Locate each line in the rows below that contains the string "rise", and copy those lines. Matching is case-sensitive.
— START Listed entries —
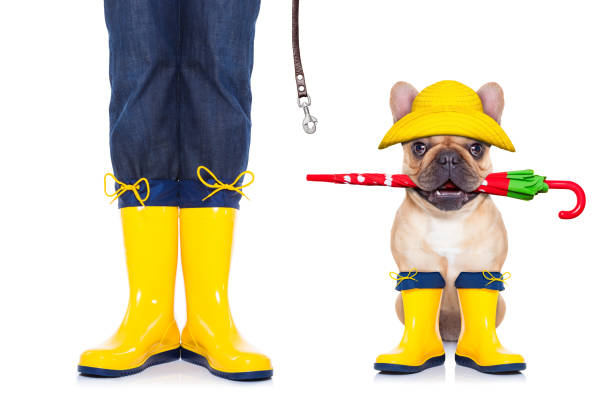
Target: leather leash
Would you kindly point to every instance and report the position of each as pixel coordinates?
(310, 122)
— END Listed entries —
— START Listed entries —
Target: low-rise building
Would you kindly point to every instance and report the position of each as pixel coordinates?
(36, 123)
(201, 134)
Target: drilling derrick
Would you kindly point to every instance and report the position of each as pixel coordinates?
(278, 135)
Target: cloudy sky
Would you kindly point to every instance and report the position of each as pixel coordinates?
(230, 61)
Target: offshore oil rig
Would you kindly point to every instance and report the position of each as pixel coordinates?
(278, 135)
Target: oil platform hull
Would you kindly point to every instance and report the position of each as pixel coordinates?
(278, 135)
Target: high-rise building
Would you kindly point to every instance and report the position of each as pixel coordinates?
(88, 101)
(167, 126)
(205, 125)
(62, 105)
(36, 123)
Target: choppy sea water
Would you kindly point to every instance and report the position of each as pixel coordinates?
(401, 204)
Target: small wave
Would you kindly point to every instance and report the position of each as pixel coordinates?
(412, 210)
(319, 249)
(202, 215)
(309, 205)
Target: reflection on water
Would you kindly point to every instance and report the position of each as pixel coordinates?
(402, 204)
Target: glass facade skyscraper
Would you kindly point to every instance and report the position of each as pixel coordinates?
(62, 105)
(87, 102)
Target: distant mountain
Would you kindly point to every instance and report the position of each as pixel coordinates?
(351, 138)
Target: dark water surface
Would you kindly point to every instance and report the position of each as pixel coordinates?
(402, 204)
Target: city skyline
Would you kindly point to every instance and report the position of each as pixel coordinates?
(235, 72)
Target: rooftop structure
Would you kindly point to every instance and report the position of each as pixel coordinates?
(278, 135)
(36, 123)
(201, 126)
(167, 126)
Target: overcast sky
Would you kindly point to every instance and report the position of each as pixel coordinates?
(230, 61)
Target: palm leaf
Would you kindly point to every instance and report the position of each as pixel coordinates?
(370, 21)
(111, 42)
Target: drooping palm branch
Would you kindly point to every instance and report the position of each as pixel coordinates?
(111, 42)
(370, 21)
— END Listed entries —
- Right answer:
Target: low-rise building
Target: high-rise building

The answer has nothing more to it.